◆ What you should do:
Pictures stay out; everything else in the entries below is to be duplicated exactly.

◆ Extracted entries:
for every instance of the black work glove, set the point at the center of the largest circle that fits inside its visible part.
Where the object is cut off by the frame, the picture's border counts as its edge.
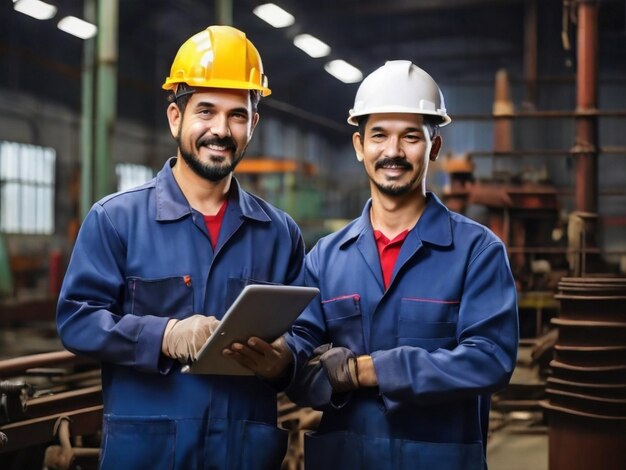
(341, 368)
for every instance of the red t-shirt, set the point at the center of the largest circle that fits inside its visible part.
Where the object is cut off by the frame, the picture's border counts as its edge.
(388, 251)
(214, 223)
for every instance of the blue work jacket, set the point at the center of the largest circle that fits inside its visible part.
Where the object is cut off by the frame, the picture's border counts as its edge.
(442, 337)
(142, 257)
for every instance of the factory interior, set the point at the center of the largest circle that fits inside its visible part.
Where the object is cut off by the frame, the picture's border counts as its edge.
(536, 151)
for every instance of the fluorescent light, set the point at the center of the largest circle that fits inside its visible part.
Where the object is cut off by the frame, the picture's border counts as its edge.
(274, 15)
(79, 28)
(35, 8)
(343, 71)
(311, 45)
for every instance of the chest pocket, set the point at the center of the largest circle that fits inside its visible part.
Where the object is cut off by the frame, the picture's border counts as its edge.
(166, 297)
(427, 323)
(344, 322)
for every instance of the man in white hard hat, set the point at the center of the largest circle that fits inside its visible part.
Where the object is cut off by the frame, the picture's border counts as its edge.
(416, 324)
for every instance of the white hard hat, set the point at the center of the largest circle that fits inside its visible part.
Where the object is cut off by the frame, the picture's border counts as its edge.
(399, 86)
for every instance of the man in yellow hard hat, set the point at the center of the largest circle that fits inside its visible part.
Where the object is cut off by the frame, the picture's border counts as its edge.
(154, 269)
(416, 322)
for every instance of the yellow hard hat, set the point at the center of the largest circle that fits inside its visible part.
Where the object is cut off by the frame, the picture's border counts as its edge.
(218, 57)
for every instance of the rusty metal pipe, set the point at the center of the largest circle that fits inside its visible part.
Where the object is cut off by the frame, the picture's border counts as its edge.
(586, 97)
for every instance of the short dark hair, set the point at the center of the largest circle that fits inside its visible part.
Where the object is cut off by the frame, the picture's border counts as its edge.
(183, 92)
(432, 122)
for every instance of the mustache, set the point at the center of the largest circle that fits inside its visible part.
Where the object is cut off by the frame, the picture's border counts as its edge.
(398, 162)
(227, 142)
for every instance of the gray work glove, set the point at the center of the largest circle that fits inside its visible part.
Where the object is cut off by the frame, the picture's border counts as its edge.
(183, 339)
(341, 368)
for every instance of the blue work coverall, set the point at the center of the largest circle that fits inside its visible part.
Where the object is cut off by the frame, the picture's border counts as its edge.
(142, 257)
(442, 337)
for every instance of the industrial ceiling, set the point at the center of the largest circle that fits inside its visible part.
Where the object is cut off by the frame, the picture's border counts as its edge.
(455, 40)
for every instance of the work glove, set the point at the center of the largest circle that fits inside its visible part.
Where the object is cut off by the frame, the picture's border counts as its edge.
(341, 368)
(183, 339)
(267, 360)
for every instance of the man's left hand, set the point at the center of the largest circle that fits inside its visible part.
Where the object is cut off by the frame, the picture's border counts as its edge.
(266, 360)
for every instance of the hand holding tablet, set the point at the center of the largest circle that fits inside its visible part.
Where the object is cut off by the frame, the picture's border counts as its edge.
(262, 310)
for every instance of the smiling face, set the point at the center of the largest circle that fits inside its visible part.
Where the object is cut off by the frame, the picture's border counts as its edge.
(395, 149)
(214, 130)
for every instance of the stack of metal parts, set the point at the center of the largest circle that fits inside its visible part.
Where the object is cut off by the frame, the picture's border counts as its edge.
(587, 392)
(50, 412)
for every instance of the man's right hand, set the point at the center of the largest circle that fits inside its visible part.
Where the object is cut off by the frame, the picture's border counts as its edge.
(183, 339)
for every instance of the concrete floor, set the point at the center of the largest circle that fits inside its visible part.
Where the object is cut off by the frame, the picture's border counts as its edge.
(518, 448)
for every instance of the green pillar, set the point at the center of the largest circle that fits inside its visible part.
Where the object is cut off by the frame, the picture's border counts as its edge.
(106, 95)
(87, 118)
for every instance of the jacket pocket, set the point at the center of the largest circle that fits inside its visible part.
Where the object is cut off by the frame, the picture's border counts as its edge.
(341, 450)
(430, 324)
(344, 322)
(244, 445)
(170, 296)
(138, 443)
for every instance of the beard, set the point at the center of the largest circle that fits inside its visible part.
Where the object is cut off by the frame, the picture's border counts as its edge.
(391, 189)
(218, 168)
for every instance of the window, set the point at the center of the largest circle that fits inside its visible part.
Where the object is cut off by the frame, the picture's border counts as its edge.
(129, 175)
(27, 177)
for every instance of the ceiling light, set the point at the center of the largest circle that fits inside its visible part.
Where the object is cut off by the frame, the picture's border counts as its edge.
(274, 15)
(343, 71)
(35, 8)
(311, 45)
(77, 27)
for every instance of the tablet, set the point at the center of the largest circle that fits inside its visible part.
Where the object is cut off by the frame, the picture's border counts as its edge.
(263, 310)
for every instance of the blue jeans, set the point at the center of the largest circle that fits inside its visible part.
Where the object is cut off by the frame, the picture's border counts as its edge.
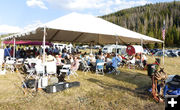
(109, 67)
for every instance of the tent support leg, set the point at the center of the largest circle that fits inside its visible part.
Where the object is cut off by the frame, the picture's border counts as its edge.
(14, 49)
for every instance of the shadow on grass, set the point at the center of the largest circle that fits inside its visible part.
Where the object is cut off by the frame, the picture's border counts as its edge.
(142, 81)
(138, 93)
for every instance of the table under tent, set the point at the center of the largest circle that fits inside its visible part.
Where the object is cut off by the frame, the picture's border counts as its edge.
(81, 28)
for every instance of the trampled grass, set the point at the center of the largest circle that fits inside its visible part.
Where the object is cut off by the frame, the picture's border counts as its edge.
(126, 91)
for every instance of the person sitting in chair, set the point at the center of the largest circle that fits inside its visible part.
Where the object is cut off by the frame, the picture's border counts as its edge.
(114, 64)
(99, 60)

◆ Response to this exercise:
for every instance of the black work glove, set the point at the center of the largest circle that fits inside its visible part.
Where the object is cut off by the frame, the picture's border counts as its edge.
(341, 368)
for every instance of the red t-shirt, set the point at the center of the largest circle that fits inside its visible part.
Where the object is cut off by the frame, the picture's border counts as its edge.
(388, 251)
(214, 223)
for every instance of the blue work jacket, set the point at the center of the largest circle that fits inside its visible part.
Where the object is cut off by the frame, the picture's border counts as its edge.
(442, 337)
(142, 257)
for every instance of the factory interior, set the point at the center of the largest circle that fits inside its visible part.
Where the object is cut off by the frame, the picture's border counts as its edge.
(536, 151)
for every instance of the fluorescent light, set the point at the center of the largest circle that fits inside its visible part.
Where the object is cut off by the frame, the picture's border counts as its edge.
(274, 15)
(79, 28)
(35, 8)
(343, 71)
(311, 45)
for every instance of the chest pocket, set the point at the center of the largest circle that fits inside its visible part.
Where the object is cut off by the frame, the picture's border counts as its edge.
(166, 297)
(427, 323)
(344, 322)
for every instance of the man in white hard hat, set the point at the center of the largest circle that fits inside its visible part.
Where the object is cut off by the frame, the picture's border counts as its edge.
(416, 324)
for every instance of the white hard hat, set the point at the center of the largest circle that fits inside its visible part.
Where the object is cut off by the frame, the picture's border counts as its edge.
(399, 86)
for every instance of the man in yellow hard hat, set the point at the center of the largest circle that fits inside its visible part.
Where the object is cut off by the frame, the picture's border counts as its edge.
(154, 269)
(416, 322)
for every instance of the yellow hard hat, set the point at the center of the largest circle that fits inside its visible part.
Where the object is cut off by the frame, the picture's border counts as its edge.
(218, 57)
for every instance of the rusty metal pipe, set the point at the center of the largest circle that fits inside its visible part.
Where the object is cut off by the frame, the picture's border counts as its edge.
(586, 97)
for every instance of the short dark hair, set the point at the center of the largest circle that fits inside its visible part.
Where the object is cut off by the frame, the picture's border counts as its edge.
(183, 92)
(432, 122)
for every instance of the mustache, set the point at the center of the largest circle that fits inside its visible part.
Where the object is cut off by the frame, the picture's border counts as its edge.
(398, 162)
(227, 142)
for every instance of the gray work glove, set the point at the center of the largest circle that fits inside its visible part.
Where the object is cut off by the frame, the picture's border counts as its edge.
(183, 339)
(341, 368)
for every instance of the blue work coverall, set the point at the center of the largest circle that fits inside its visible part.
Where the object is cut off by the frame, the picture's border counts as its edge.
(142, 257)
(442, 337)
for every instance of the industrial ceiling, set the point at the center of the largest circle that fits inside its visible part.
Where the object is cut off by the frame, the picture's border counts as its edge.
(455, 40)
for every instance of the work glove, set the point at the center of the largest circle that fits inside its visible part.
Where the object is cut off by the frame, the picture's border counts as its edge.
(341, 368)
(183, 339)
(267, 360)
for every instance of the man's left hand, set the point at the center of the largest circle that fits inside its visible part.
Where the object is cut off by the frame, the picture's border counts as its edge.
(266, 360)
for every instance of the hand holding tablet, set the point at the center of the largest circle that fits inside its visible part.
Where the object is cut off by the frame, the picture's border counts as its edge.
(262, 310)
for every instance of the smiling face, set the point at the center of the largest circle that fits inside its visible part.
Where the object is cut off by the frame, the picture's border counts as its edge.
(395, 149)
(214, 130)
for every instance of the stack of metal parts, set the point at the center of the largest circle that fits inside its visible part.
Where the object is cut off by the frame, the picture's border counts as its edge.
(587, 392)
(50, 412)
for every instance of the man's right hand, set the point at the center of the largest circle that fits inside its visible part.
Where the object is cut off by the frame, the picture's border counts as its edge.
(183, 339)
for every instance of the concrete floor, set the point at the center of the largest circle that fits inside its visible part.
Where the object is cut off by the frame, the picture's border counts as its edge.
(518, 448)
for every instance of the green pillar, set the point at the center of the largest circle that fits inside its visible part.
Where the object is cut off by the frame, the picture's border counts as its edge.
(106, 95)
(87, 118)
for every instance of the jacket pocket, set the point at the center of the largest circle that fits inside its visible part.
Where the object is cut off by the frame, the picture's border counts as its edge.
(341, 450)
(430, 324)
(344, 322)
(244, 445)
(170, 296)
(138, 443)
for every instance of the beard, set the point at the center of the largest circle that fits inside its visible part.
Where the object is cut off by the frame, the picture's border counts as its edge.
(391, 189)
(218, 168)
for every instance of the window, set the point at the center of the largest circle that fits inside its visible part.
Where the object is cut off by the frame, the picture's border counts as its edge.
(129, 175)
(27, 177)
for every instance of the ceiling light, set the point at the center of the largest circle that fits inside its visible part.
Where the object is cut off by the frame, the picture's border counts as its edge.
(274, 15)
(343, 71)
(35, 8)
(311, 45)
(77, 27)
for every instance of the tablet, set the point at the center of the largest circle that fits inside its visible part.
Where the object is cut off by the frame, the picture's border counts as its edge.
(263, 310)
for every instance of the blue jeans, set the point at the center of the largest circle that fits inside its visible part.
Where the object is cut off by the frame, the picture's border counts as its edge.
(109, 67)
for every instance of the tent support leg, set the point at the center of the largest circle that fits inside its visible part.
Where the object is cut off by the frame, the picture's border counts as its edge.
(14, 49)
for every instance of the shadow on grass, set the point at the center of the largest circle that fits inside its visible part.
Where the object is cut off by the frame, the picture's border counts as its edge.
(142, 81)
(138, 93)
for every instance of the table under tent, set the point at the center of the largest circle that fits inside its visible part.
Where the object is cut off by the frame, the picture's border counts as its edge.
(81, 28)
for every instance of the trampled grass, set the point at the center of the largest circle that fits inside its visible part.
Where the object is cut off by the frame, the picture's border counts as its edge.
(126, 91)
for every instance of the person sitting in chair, set the point at the center of the largest circle that fits inside its visible part.
Where the object is cut off by the frame, the picture's border counts as its edge.
(114, 64)
(99, 60)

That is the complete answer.